_Task description:_
Print out the data that follows exactly, character for character, apart from the pictures.

Image-grounded pointing data
[Start of section]
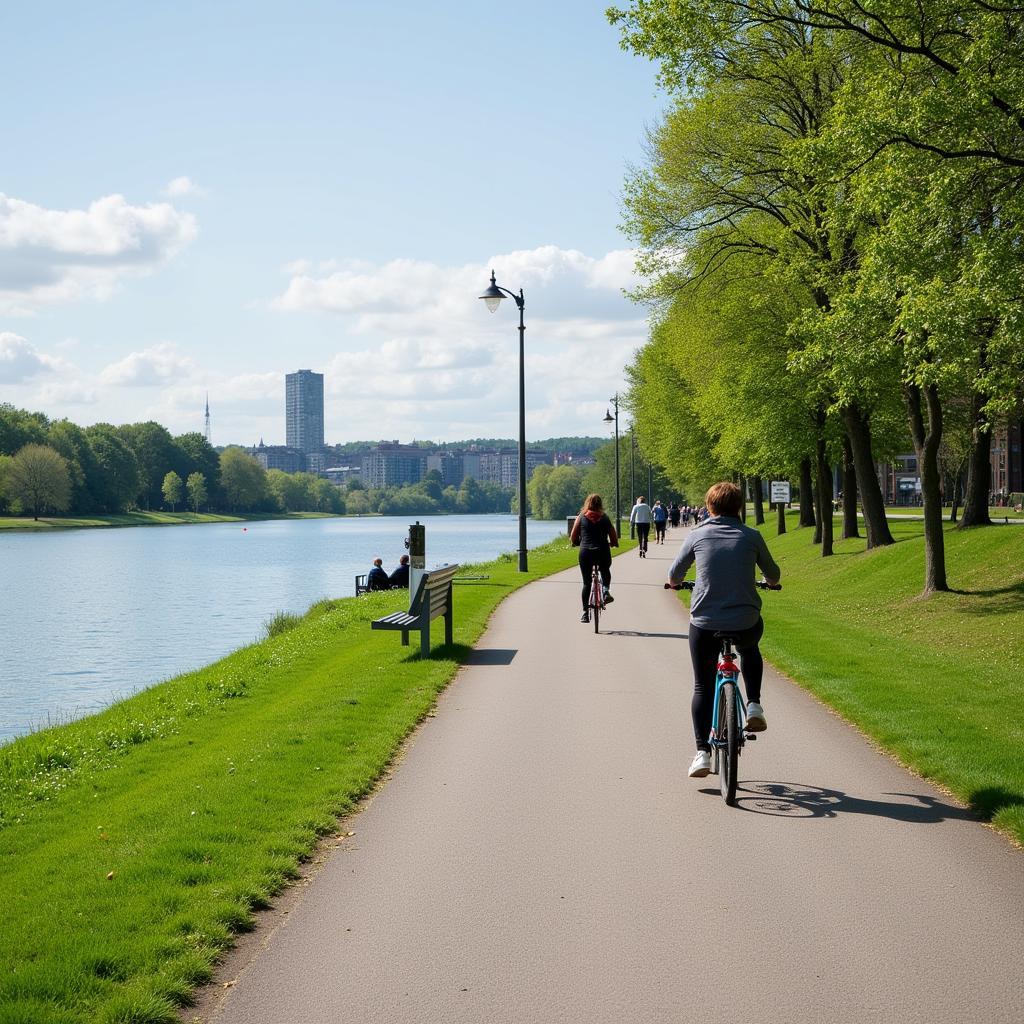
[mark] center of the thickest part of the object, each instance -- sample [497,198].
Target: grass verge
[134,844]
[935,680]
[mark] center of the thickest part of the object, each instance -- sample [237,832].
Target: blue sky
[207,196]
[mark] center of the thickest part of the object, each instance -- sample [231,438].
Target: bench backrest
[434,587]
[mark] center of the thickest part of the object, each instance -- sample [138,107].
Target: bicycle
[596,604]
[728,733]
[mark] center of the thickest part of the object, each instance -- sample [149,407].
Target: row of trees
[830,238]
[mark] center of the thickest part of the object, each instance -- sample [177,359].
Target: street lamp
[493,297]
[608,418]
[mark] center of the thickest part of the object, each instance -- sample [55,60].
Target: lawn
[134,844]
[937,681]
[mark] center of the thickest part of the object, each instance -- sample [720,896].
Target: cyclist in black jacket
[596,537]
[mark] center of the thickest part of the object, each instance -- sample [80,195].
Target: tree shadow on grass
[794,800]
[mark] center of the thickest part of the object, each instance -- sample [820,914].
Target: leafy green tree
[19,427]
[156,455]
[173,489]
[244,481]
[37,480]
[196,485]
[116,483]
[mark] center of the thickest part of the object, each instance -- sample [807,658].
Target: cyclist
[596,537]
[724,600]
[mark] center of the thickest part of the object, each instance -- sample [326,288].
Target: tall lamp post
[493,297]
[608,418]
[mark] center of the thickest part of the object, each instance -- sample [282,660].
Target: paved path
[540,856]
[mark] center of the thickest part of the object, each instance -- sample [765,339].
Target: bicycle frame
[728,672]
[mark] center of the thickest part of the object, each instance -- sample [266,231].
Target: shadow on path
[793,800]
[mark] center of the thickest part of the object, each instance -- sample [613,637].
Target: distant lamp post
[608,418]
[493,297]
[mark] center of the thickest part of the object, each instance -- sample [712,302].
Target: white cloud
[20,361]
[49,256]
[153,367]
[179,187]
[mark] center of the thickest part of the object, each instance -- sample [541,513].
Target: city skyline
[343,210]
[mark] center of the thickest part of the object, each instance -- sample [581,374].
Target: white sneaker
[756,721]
[End of section]
_Task output:_
[mark] center of the thickest part of the object, each instance -- sample [497,198].
Target: grass verge
[134,844]
[935,680]
[mark] center of the thickest part of the object, each instance -- sample [237,832].
Target: blue sky
[207,196]
[mark] center of the thickest part of the object, each instance -- sample [231,438].
Target: bench backrest
[434,587]
[mark] center of the thickest part of the object, each instance -- sample [138,107].
Target: bicycle
[596,604]
[728,733]
[mark] center of the thickest part of the object, each instance -- sample [149,407].
Target: row of trees
[830,238]
[mark] center of the thickest part of the object, each instance -- sample [177,359].
Target: street lamp
[493,297]
[608,418]
[mark] center of the thickest part of the object, each instance -- sample [55,60].
Target: lawn
[134,844]
[937,681]
[mark] center of the thickest part of the object, each instance -- sample [720,896].
Target: cyclist in black jacket
[596,537]
[mark] center of the thickest part of the object, each instance -- sample [80,195].
Target: tree shadow on grass
[794,800]
[mark] center of the thickest part of the object, each instance -- sample [820,914].
Target: leafy green tree
[19,427]
[156,455]
[173,489]
[244,481]
[37,480]
[196,485]
[116,483]
[mark] center of the thickest part of the object, each instance -- sample [807,658].
Target: cyclist
[596,537]
[724,600]
[mark] center of the thickest part of the object, each instance -- sample [326,288].
Target: tall lamp post
[493,297]
[608,418]
[mark] center of the thickest part of the object, each instance -- sample [282,660].
Target: paved path
[540,856]
[mark] center of the thickest part of the object, each instance -- sample [765,339].
Target: bicycle frame
[728,672]
[mark] center of the thickest part of the object, each instance -- sample [266,231].
Target: shadow on path
[793,800]
[mark] center of the thickest part of the object, each instance -- sample [613,637].
Target: distant lamp post
[608,418]
[493,297]
[mark] center of the thickest part of the object, each instance -- sample [712,302].
Target: white cloud
[20,361]
[49,256]
[153,367]
[179,187]
[mark] center of the thickest part of the object, each instance -- sample [541,513].
Target: city skyline
[343,210]
[mark] center of the thickest part of the object, each instance -- sample [581,374].
Target: white sneaker
[756,721]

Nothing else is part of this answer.